OBJECTIVE
Write out the following lines exactly, omitting the pictures.

= = =

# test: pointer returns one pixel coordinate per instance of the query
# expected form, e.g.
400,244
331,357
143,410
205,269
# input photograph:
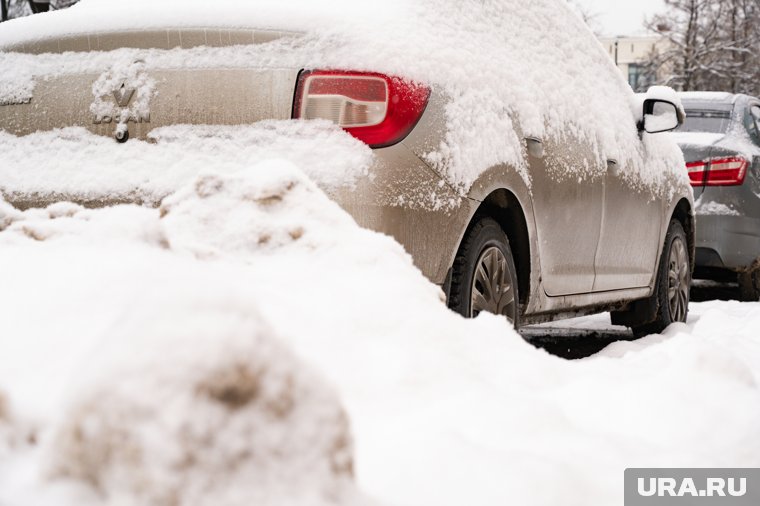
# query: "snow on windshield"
509,69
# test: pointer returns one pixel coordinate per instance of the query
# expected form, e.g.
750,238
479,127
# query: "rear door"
567,206
631,228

= = =

COMPLETED TASK
# test: pointer returns one pixel coordinate per instance of the query
# expected form, e.g.
400,244
331,357
143,410
205,269
# input photograph:
# query: "snow on windshield"
509,69
# test: pointer returns one pixel coordinate per instance of the query
# expected form, e.g.
750,238
479,127
# query: "rear door"
567,206
631,228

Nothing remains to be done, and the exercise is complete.